# Your objective:
Please reproduce every one of the items below, line for line and character for character.

# Given records:
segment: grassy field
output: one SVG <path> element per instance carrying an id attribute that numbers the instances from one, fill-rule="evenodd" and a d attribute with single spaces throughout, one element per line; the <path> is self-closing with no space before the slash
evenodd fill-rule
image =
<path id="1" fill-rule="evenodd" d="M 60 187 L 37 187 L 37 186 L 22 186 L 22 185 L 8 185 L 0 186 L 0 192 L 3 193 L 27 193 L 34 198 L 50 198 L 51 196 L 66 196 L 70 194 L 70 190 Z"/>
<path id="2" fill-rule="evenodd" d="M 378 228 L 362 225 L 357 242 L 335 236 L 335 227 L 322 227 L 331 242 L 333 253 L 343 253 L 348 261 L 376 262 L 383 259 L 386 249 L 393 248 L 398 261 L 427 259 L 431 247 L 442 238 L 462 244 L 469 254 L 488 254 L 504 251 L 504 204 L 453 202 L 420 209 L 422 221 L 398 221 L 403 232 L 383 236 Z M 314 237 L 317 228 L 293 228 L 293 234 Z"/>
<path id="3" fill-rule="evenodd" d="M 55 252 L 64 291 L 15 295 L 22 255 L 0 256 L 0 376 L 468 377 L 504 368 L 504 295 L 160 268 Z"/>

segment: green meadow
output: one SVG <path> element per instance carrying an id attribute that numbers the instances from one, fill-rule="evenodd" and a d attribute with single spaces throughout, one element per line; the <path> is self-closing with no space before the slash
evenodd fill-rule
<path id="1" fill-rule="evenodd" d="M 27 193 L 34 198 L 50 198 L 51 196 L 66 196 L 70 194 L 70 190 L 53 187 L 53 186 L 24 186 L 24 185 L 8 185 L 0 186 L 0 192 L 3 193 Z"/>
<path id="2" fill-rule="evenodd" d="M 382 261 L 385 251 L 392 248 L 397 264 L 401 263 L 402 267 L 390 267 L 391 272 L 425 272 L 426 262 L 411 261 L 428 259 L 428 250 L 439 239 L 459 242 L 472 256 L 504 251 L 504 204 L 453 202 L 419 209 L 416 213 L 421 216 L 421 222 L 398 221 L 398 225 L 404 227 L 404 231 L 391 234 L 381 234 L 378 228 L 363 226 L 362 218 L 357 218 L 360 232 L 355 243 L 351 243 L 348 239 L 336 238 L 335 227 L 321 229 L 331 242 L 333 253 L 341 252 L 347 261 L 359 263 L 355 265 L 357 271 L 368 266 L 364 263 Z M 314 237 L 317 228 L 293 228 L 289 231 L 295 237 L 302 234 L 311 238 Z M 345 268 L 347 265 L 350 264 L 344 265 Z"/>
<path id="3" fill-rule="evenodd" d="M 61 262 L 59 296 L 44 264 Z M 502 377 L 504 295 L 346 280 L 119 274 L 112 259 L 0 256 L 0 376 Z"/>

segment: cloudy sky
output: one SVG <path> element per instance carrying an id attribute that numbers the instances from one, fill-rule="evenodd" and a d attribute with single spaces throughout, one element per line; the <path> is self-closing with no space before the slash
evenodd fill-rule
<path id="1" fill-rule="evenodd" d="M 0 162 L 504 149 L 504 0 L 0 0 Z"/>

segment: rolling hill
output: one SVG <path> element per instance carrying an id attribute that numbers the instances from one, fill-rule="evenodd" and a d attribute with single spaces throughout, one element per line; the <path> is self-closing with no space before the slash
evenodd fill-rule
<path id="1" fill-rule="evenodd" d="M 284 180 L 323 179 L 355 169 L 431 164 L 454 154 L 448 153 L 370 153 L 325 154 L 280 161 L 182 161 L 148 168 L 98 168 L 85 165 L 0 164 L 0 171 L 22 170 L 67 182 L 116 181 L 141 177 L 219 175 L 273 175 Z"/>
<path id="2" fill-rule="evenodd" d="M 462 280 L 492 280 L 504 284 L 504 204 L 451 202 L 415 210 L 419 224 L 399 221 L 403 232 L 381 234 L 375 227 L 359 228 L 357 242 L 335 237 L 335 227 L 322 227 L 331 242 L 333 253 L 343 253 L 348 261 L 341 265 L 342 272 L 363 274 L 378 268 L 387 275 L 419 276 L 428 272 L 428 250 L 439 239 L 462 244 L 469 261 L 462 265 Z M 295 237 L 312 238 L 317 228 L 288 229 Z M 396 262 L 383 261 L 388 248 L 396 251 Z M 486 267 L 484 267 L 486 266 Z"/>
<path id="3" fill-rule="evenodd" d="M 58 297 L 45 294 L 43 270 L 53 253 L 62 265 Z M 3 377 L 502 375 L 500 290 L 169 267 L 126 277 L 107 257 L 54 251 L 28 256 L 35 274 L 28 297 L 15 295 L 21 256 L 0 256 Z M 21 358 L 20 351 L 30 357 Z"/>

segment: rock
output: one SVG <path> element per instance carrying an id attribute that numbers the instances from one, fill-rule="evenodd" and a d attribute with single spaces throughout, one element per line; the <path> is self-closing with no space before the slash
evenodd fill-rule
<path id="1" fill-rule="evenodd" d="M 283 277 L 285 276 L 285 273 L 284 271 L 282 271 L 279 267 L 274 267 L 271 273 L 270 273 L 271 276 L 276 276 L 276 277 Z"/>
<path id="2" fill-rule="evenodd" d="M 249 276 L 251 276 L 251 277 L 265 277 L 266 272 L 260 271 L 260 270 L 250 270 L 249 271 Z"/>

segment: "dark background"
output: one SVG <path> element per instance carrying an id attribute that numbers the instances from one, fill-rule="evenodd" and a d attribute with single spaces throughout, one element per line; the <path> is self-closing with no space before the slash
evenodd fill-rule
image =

# Answer to the exercise:
segment: grassy field
output: one SVG <path> element per instance carrying an id attribute that numbers the instances from one, fill-rule="evenodd" and a d attribute with single spaces throughout, one element per line; the <path> is self-closing with no space before the slash
evenodd fill-rule
image =
<path id="1" fill-rule="evenodd" d="M 60 187 L 37 187 L 37 186 L 22 186 L 22 185 L 8 185 L 0 186 L 0 192 L 3 193 L 27 193 L 34 198 L 50 198 L 51 196 L 66 196 L 70 194 L 70 190 Z"/>
<path id="2" fill-rule="evenodd" d="M 378 228 L 362 225 L 357 242 L 335 236 L 335 227 L 322 227 L 331 242 L 333 253 L 343 253 L 348 261 L 376 262 L 383 259 L 386 249 L 393 248 L 398 261 L 427 259 L 431 247 L 442 238 L 462 244 L 469 254 L 488 254 L 504 251 L 504 204 L 453 202 L 420 209 L 422 221 L 398 221 L 403 232 L 383 236 Z M 314 237 L 317 228 L 293 228 L 293 234 Z"/>
<path id="3" fill-rule="evenodd" d="M 55 252 L 64 291 L 15 295 L 22 255 L 0 256 L 0 376 L 468 377 L 504 368 L 504 295 L 160 268 Z"/>

segment: green meadow
output: one SVG <path> element per instance carrying an id attribute that numbers the instances from one, fill-rule="evenodd" and a d attribute with single spaces throughout, one element per line; the <path> is self-closing with no space before the slash
evenodd fill-rule
<path id="1" fill-rule="evenodd" d="M 27 193 L 34 198 L 50 198 L 51 196 L 66 196 L 70 194 L 70 190 L 53 187 L 53 186 L 24 186 L 24 185 L 8 185 L 0 186 L 0 192 L 3 193 Z"/>
<path id="2" fill-rule="evenodd" d="M 382 261 L 385 251 L 392 248 L 397 264 L 401 263 L 402 267 L 390 267 L 391 272 L 425 272 L 426 262 L 411 261 L 428 259 L 428 250 L 439 239 L 459 242 L 472 256 L 504 251 L 504 204 L 453 202 L 419 209 L 416 213 L 421 216 L 421 222 L 398 221 L 398 225 L 404 227 L 404 231 L 391 234 L 381 234 L 378 228 L 363 226 L 362 218 L 357 218 L 360 232 L 355 243 L 351 243 L 348 239 L 336 238 L 335 227 L 321 229 L 331 242 L 333 253 L 341 252 L 347 261 L 359 263 L 355 265 L 357 271 L 368 266 L 364 263 Z M 314 237 L 317 228 L 293 228 L 289 231 L 295 237 L 302 234 L 311 238 Z M 345 268 L 347 265 L 350 264 L 344 265 Z"/>
<path id="3" fill-rule="evenodd" d="M 61 262 L 59 296 L 44 264 Z M 502 377 L 504 295 L 346 280 L 119 274 L 112 259 L 0 256 L 0 376 Z"/>

segment: cloudy sky
output: one SVG <path> element per instance carrying an id attribute that numbers the instances from one, fill-rule="evenodd" and a d attribute with single spaces throughout, one element per line; the <path> is self-closing with no space before the slash
evenodd fill-rule
<path id="1" fill-rule="evenodd" d="M 0 162 L 504 149 L 504 0 L 0 0 Z"/>

segment: rolling hill
output: one SVG <path> element per instance carrying an id attribute that numbers the instances from one, fill-rule="evenodd" and a d attribute with single spaces throughout, one element per line; the <path> is self-closing with no space before the slash
evenodd fill-rule
<path id="1" fill-rule="evenodd" d="M 284 180 L 323 179 L 355 169 L 431 164 L 454 154 L 448 153 L 370 153 L 325 154 L 280 161 L 182 161 L 148 168 L 98 168 L 85 165 L 0 164 L 0 171 L 22 170 L 67 182 L 116 181 L 141 177 L 219 175 L 273 175 Z"/>
<path id="2" fill-rule="evenodd" d="M 462 280 L 492 280 L 504 284 L 504 204 L 451 202 L 415 210 L 419 224 L 399 221 L 403 232 L 381 234 L 375 227 L 359 228 L 357 242 L 335 237 L 335 227 L 322 227 L 331 242 L 333 253 L 343 253 L 348 261 L 341 265 L 342 272 L 363 274 L 378 268 L 387 275 L 419 276 L 428 272 L 428 250 L 439 239 L 462 244 L 469 261 L 462 265 Z M 295 237 L 312 238 L 317 228 L 288 229 Z M 396 262 L 383 261 L 388 248 L 396 251 Z M 486 267 L 484 267 L 486 266 Z"/>
<path id="3" fill-rule="evenodd" d="M 58 297 L 45 294 L 43 270 L 53 253 L 62 265 Z M 3 377 L 502 375 L 500 290 L 169 267 L 126 277 L 107 257 L 54 251 L 28 256 L 35 274 L 28 297 L 15 295 L 21 256 L 0 256 Z M 21 358 L 20 351 L 30 357 Z"/>

segment: rock
output: one SVG <path> element per instance carrying an id attribute that numbers the instances from one, fill-rule="evenodd" and a d attribute with single spaces throughout, one element per line; the <path> is self-closing with no space before the slash
evenodd fill-rule
<path id="1" fill-rule="evenodd" d="M 283 277 L 285 276 L 285 273 L 284 271 L 282 271 L 279 267 L 274 267 L 271 273 L 270 273 L 271 276 L 276 276 L 276 277 Z"/>
<path id="2" fill-rule="evenodd" d="M 249 276 L 251 276 L 251 277 L 265 277 L 266 272 L 260 271 L 260 270 L 250 270 L 249 271 Z"/>

segment: "dark background"
output: one SVG <path> element per instance carrying an id attribute that numbers the instances from one, fill-rule="evenodd" and a d attribute with single spaces throughout, one element per line; the <path> is self-closing with no space before the slash
evenodd fill-rule
image =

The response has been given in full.